- DIRECTIVE A
Using the forum thread on the tube smoker in a propane smoker, answer these:
(i) About how many pounds of pellets did the UPS truck bring?
(ii) What temperature did the pit hold at its lowest setting?
(iii) According to scarbelly, what parts of the AMNS and AMNPS limit airflow more?
- DIRECTIVE B
Pick up the forum thread on the tube smoker in a propane smoker right after its final sentence and continue it.
— START SOURCE TEXT —
# A-MAZ-N-TUBE-SMOKER in my Masterbuilt Smokehouse Propane Smoker



## savannahsmoker (Jun 15, 2012)

I received the AMNTS from Todd at http://www.amazenproducts.com to put through it’s paces mainly in the Traeger Pellet Smoker, but I thought why not try it in the propane smoker.

The UPS truck brought an AMNTS and about 20 pounds of Pitmaster’s Choice Pellets.  Thank you Todd.








Loaded the Tube about ¾ of a pound of Pitmaster’s Choice Pellets.







Light with a torch.







I put a pan over the chip pan and place the AMNTS in it.  This is to prevent flare-ups.







Here comes the smoke







The pit maintained a constant temp of 217 degrees at it’s lowest setting with a nice blue color smoke coming out the pit.







So far the A-MAZ-N-TUBE-SMOKER has exceeded my expectations and solved my no smoke dilemma in my Masterabuilt Propane Smoker.


----------



## s2k9k (Jun 15, 2012)

That's Amazen! I'm really curious why the tube will work directly over the propane burner with no other air vents and the AMNPS won't.


----------



## scarbelly (Jun 15, 2012)

Looks like a great solution 

I think it is because the tube takes on more oxygen because of the way it is constructed - the bottom and sides one the AMNS and AMNPS are more limiting to airflow


----------



## s2k9k (Jun 15, 2012)

Hey Savannah, how long did you let it burn? I'm wondering if the whole tube will burn with the door closed the whole time. I'm also curious if drippings on it will affect it like they do the AMNPS.


----------



## tjohnson (Jun 15, 2012)

Hey Guys

This is news to me too!

Never thought it would overcome the low oxygen atmosphere in a propane smoker.
— END SOURCE TEXT —
— START SUPPLIED DATA —
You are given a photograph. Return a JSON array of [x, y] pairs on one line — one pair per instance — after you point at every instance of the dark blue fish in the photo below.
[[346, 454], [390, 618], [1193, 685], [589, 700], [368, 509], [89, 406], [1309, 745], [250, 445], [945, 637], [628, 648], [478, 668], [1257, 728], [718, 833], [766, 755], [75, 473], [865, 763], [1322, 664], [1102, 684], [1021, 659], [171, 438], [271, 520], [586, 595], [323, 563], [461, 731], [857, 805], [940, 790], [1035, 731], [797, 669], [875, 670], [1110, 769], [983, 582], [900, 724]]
— END SUPPLIED DATA —
- EXERCISE RESPONSE A
(i) About 20 pounds.
(ii) 217 degrees.
(iii) The bottom and sides.

- EXERCISE RESPONSE B
I can't possible test every smoker or every scenario, that's why I sent out test smokers to guys with different smokers

SavannahSmoker has gone well beyond the call of duty to test drive this new model.

THX!

TJ


----------



## savannahsmoker (Jun 15, 2012)

Thanks for the compliment and for letting see what this device can and will do.  

We had a doctor's appointment so I was not able to get a complete time.  When we left the AMNST was still smoking nicely after two hours and twenty minutes.  I am sure it will go more the three hours and maybe four.

I left it smoke while we were gone and here is the aftermath. 

Pretty much nothing left but ash.







Remains of 12 1/2 oz of A-MAZ-Smoker Pellets.  The small amount of partially burnt pellets where in the closed steel end of the tube.

 
	

		
			
		

		
	







Now time for me to smoke up a bunch of Turkey Legs.


----------



## jakethessnake (Jun 17, 2012)

Awesome, just waiting for a few more reviews before I pull the trigger. I have the 6x8 dust smoker and have been wanting to get a pellet smoker.


----------



## 53rdcard (Jun 26, 2012)

I got one in and have tested it in my masterbuilt xl, i cranked the temp to give it a good test, and here are the results, it burned as expected for the 4-5 hrs that the 12" is said to smoke (noticed it was closer to 5hrs then 4) and this is with some 100% cherry pellets i found on amazon 20lbs for $23 thought i would test it with off brand to give it the best chance to foul up, but it worked like a charm. I got it started inside the smoker, and on the bottom, i left the door slightly open during the 10 minute start time, and once it got going i lit the burner and turned it up to 350-400 to see if any heat from the burner would cause it to burn all the pellets.

this picture was taken after 3 hours, and it was working perfectly, if you look at the close up where you can see the temp you can just see a wisp of smoke coming from the back of the tube, and of course the other photo was right after i opened the door.

I am very satisfied with it. in fact my only complaint about my order is i wasn't paying attention closely enough and accidentally ordered 5lbs of mesquite dust instead of pellets, doh


----------



## jd2220 (Jun 26, 2012)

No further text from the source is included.